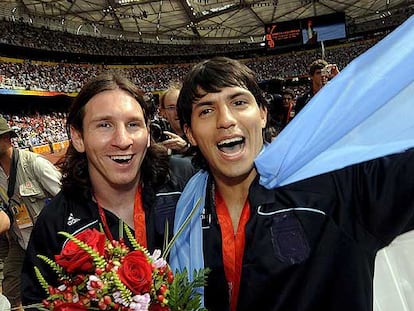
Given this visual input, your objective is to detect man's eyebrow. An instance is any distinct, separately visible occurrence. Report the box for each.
[193,90,250,107]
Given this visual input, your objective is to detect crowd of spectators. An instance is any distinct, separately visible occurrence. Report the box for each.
[0,40,376,93]
[0,22,377,148]
[0,112,68,149]
[0,20,260,56]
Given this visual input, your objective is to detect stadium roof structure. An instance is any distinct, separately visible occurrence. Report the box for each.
[0,0,414,44]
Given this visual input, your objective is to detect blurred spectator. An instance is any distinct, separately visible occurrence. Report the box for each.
[160,82,189,153]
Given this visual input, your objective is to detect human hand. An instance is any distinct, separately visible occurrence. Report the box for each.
[0,210,10,234]
[161,131,188,153]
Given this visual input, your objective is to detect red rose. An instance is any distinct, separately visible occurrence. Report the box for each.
[53,302,88,311]
[118,251,152,295]
[148,303,171,311]
[55,229,106,273]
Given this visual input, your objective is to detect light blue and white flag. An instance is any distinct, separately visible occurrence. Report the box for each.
[170,17,414,304]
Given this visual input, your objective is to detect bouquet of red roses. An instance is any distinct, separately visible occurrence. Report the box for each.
[29,227,206,311]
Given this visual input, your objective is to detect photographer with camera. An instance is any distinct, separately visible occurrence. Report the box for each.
[295,59,339,114]
[160,82,189,154]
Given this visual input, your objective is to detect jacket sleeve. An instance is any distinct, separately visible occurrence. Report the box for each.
[334,149,414,248]
[21,200,66,306]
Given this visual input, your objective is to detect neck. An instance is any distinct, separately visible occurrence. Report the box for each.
[94,185,138,228]
[214,169,257,232]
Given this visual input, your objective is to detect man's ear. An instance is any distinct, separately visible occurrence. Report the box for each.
[70,126,85,153]
[184,123,197,146]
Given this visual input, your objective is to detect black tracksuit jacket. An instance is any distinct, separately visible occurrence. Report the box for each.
[21,157,195,305]
[203,149,414,311]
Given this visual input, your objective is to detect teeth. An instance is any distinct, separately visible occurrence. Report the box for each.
[111,155,132,161]
[217,137,243,147]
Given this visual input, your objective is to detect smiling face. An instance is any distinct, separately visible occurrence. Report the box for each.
[71,89,150,193]
[184,87,266,183]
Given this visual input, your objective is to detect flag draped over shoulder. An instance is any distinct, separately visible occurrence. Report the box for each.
[255,16,414,189]
[170,17,414,306]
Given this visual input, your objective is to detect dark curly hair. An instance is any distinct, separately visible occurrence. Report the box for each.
[61,72,169,201]
[177,57,268,170]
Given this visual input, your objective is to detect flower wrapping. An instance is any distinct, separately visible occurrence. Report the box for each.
[30,226,205,311]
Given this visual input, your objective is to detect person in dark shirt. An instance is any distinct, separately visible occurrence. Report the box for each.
[22,73,194,305]
[170,57,414,311]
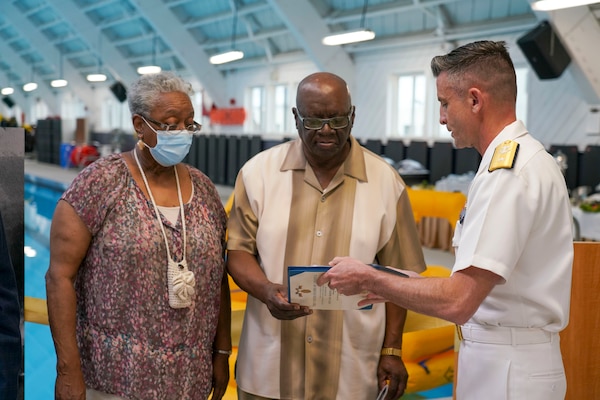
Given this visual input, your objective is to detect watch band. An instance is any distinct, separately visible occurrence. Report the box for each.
[381,347,402,357]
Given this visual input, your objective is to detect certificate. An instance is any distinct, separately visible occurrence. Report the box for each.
[288,264,406,310]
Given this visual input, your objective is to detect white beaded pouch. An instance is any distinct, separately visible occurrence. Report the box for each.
[167,259,196,308]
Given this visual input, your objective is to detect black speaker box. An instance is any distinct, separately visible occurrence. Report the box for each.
[2,96,15,108]
[517,21,571,79]
[110,81,127,103]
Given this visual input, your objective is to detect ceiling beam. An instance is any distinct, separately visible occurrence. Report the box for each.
[139,0,229,107]
[2,2,95,111]
[47,0,138,86]
[546,6,600,104]
[268,0,355,90]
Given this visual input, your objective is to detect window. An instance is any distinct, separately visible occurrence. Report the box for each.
[396,74,427,137]
[273,85,291,133]
[248,86,265,133]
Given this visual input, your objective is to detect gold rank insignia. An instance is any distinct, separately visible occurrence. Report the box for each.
[488,140,519,172]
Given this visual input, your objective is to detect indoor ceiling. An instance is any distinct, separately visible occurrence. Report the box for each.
[0,0,600,109]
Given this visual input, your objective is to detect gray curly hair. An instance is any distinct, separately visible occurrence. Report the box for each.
[127,71,194,115]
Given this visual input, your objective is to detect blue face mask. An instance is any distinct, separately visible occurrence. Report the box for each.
[142,119,194,167]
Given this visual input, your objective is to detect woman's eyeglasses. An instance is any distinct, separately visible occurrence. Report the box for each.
[140,115,202,133]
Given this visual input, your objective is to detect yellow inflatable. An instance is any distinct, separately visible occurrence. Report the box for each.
[402,265,455,394]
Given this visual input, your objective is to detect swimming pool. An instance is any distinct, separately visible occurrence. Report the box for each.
[24,174,66,400]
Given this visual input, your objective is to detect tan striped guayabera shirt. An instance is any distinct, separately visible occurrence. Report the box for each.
[228,137,425,399]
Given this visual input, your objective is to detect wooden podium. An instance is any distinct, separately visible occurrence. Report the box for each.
[560,242,600,400]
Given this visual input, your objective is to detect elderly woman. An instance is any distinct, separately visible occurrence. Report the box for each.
[46,72,231,399]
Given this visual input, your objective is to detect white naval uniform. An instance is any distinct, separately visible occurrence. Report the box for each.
[452,121,573,400]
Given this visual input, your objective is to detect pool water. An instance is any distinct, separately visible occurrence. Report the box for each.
[24,174,66,400]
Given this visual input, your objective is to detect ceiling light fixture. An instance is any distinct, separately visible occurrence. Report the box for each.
[322,0,375,46]
[86,32,106,82]
[137,33,162,75]
[23,65,37,92]
[531,0,598,11]
[50,49,69,88]
[208,1,244,64]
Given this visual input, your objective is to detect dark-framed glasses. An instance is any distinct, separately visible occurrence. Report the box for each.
[296,107,354,131]
[140,115,202,133]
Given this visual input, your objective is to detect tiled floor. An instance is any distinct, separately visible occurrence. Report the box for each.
[25,159,454,400]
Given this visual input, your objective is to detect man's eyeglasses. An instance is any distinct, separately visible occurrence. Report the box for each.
[140,115,202,133]
[296,107,354,131]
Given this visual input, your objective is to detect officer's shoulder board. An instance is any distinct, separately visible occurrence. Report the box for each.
[488,140,519,172]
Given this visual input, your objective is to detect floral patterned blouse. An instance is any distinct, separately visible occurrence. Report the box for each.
[62,154,226,400]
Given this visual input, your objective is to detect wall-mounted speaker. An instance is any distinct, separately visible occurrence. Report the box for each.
[2,96,15,108]
[110,81,127,103]
[517,21,571,79]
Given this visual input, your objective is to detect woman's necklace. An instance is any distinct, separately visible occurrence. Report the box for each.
[133,148,196,308]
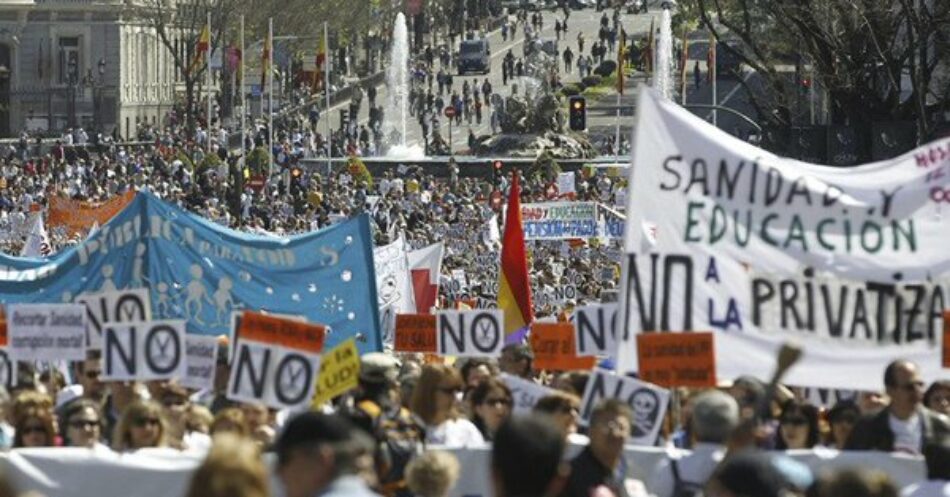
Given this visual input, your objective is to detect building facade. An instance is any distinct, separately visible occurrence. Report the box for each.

= = = =

- OBJECTIVE: Rewrite all of the material above, replacing "visual input" with "image" wherever it occurs and leaving everything else the same. Omit the pictures.

- ANSWER TO THIS EXERCISE:
Given this image, your objective is to detect man's eyebrow. An instance is any distinct, separately visible occurrence. Report the box for each.
[193,90,250,107]
Given this image, your objective is to detect crowd of spectators. An instance is any distinct, separately visible occurrence. Report the box for each.
[0,40,376,93]
[0,22,377,148]
[0,112,68,149]
[0,20,260,56]
Given this image, your objective is to detect stadium roof structure. An instance is any distinct, separately visible occurrence. Report the box for each.
[0,0,414,44]
Given this image, your objective is to detect blurred spectator. An instance is any distinct, separately visible occurrence. Report the box for each.
[160,82,189,153]
Given this image, your objective is to detect human hand. An instance is any distinct, separately visible occurrence. Report the box for each.
[0,210,10,234]
[161,131,188,153]
Given this image, your objective is to detect red rose. An instance is any distinct, separately visible occurrence. Report the box for each.
[53,302,88,311]
[118,251,152,295]
[148,303,171,311]
[55,229,106,273]
Given this image, your objective is to detect light blue and white flag. An instance is any distinct, separately visible occurrence. Report the box for each.
[170,17,414,304]
Given this image, your objective is to detect bouquet of red roses. An instance is any distinct, separately visible occurrence. Report the box for each.
[29,227,206,311]
Given this image, your objective is to detect photographer with camera. An instance is any distinct, separately visible occurrence. Report the box for each.
[295,59,339,114]
[160,82,189,154]
Given this image, your objective is to detect jacket sleeve. An instance is any distinct, separately visible occurrence. Report the box for each.
[334,149,414,248]
[21,200,66,306]
Given this image, your objective is to detect neck. An instance is any distinct, separately visible occurrence. Report the box for each.
[94,185,138,228]
[214,169,257,232]
Given this image, your objective is to detect man's ear. An instance is any distinct, separately visible occurrence. Report the box for each.
[70,126,85,153]
[184,123,197,146]
Given this image, your objective is to detect black tracksuit jacket. An instance is any distinct, separately visible occurrence. Report the box for each.
[21,157,195,305]
[203,149,414,311]
Given this image, your objective is to detect teeth. An instance is any distinct, separately visible occurrence. Report the box for each.
[111,155,132,161]
[217,137,243,147]
Given this image, your objective is to detect smiling face. An instance is any distinct, separately visible occurrence. Report the box for each.
[71,89,150,193]
[184,87,266,183]
Given this image, your objective is to detect flag draped over shoulder. An instance is any distinct, separately visible occurrence. Report the box for each.
[255,16,414,189]
[170,17,414,306]
Given this image, your objective is to detect dark curly hair. An instance is any distinct, separately visible occurrence. Report the box for each.
[61,72,169,201]
[177,57,268,170]
Given this image, your objective is to detect flower wrapping. An instance is any distinct, separately visible occurrence. Report the box for each.
[30,226,205,311]
Given this image, your objective is to detect person in dark shirt. An instance is any distinct, separately visible occurrence. Report the box for each.
[22,73,194,305]
[170,57,414,311]
Given this image, your objective is to detect watch band. An instance is any distinct, separately visible occurrence. Report the box for each.
[381,347,402,357]
Given this image, your objective is to detect certificate. An instance is any distinct, separately visible occurrence. Report the box for each.
[288,264,406,310]
Given this image, your objective is to detect white beaded pouch. An instance is any distinct, separately visible occurrence. Report the box for each.
[167,259,196,308]
Given this image, your objective is to detect black speaker box. An instance is any distinct, separately visible occurrence. Report the box for each.
[2,96,15,108]
[517,21,571,79]
[110,81,127,103]
Given this image, your objective is to detect ceiling beam. An instance is any distinct, separately visible occurrence. Report the box for each.
[139,0,229,107]
[2,2,95,111]
[47,0,138,86]
[546,6,600,104]
[268,0,355,90]
Given this image, your objective is to detect window. An instance is any distinct, separately visible occurrence. Report the box for each.
[396,74,427,137]
[273,85,291,133]
[248,86,265,133]
Given this image, your objective is to detect gold rank insignia. An instance is any distinct, separately visible occurrence. Report the box for each.
[488,140,519,172]
Given this image, your objective is to detect indoor ceiling. An instance is any distinct, separately visible occurrence. Report the box for each.
[0,0,600,109]
Given this image, your objective is to detect gray curly hair. An instance is any distinct, separately visible occurrence. Report the box for each.
[127,71,194,115]
Given this image, your objective is to detect blue face mask. An instance is any distinct, separately visible occurrence. Report the box for each.
[142,119,194,167]
Given this image, your objective is to detect woman's eyeglasses. An instance is any distinct, separately visible occurrence. Report the box for each.
[140,115,202,133]
Given this image, your objective is to detect yellow inflatable. An instance is any distinct, separately visible occurrence. Report the box for each.
[402,265,455,394]
Given this image, your objective is to detect swimming pool. An instance is any distinct, separately visible occurrence. Report the box for each.
[24,174,66,400]
Given this image, your objective is to detect tan striped guayabera shirt. An instance is any distinct, separately visible occurrence. Report the box for each.
[228,137,425,399]
Given this image, your objective is to detect wooden podium. An instance is any distinct, separately visible occurrence. Report the box for each.
[560,242,600,400]
Given this image, your objective is to detect elderly woman. An instance is any distinct, separately visible occurrence. Report the box for each.
[46,72,231,399]
Given this image, your objective is to detect white naval uniform. An instance is any distinct, separately visible occurrence. Report the box for each.
[452,121,573,400]
Given this image, your objective is to detect pool water. An instance is any distinct, separately visible occurrence. Report the box for each.
[24,174,66,400]
Given this image, your objective is to detect ceiling light fixture. An instance is any distinct, separately visible occurrence. Report the box for each.
[322,0,375,46]
[86,32,106,82]
[137,33,162,75]
[23,65,37,92]
[531,0,598,11]
[50,49,69,88]
[208,1,244,64]
Given this image, your objective is to detect dark-framed glasses. An instance is any distinct, separately visible occurrence. Report the box for each.
[296,107,354,131]
[140,115,202,133]
Given this image, your objective is to detect tiled floor. An instance is any distinct, separately visible occurrence. Report the box for each.
[25,159,454,400]
Given this image, your objective is to detect man's eyeglasses. An instance is any distinct, separately visible occurrence. Report the box for each.
[140,115,202,133]
[296,107,354,131]
Given this image, your objective is to detect officer's shoulder board. An instance is any distinct, separately visible occurrence. Report the box for each.
[488,140,519,172]
Given this image, your objective is to detect floral patterned blouse. An instance is any distinct, separately visible occurrence. Report the box for each.
[62,154,226,400]
Given this image, your objective is to detect wall-mounted speaker. An instance is any distinct, separately visible occurrence. Report the box for each.
[2,96,15,108]
[110,81,127,103]
[517,21,571,79]
Given this image, your objective is to detect woman's necklace. An instance is any distinct, separately visible occurrence. Report the box for each.
[133,148,196,308]
Given this image, your objective is to detect building facade. An instance is any distinct, separately visible occurrence. Report the box for each.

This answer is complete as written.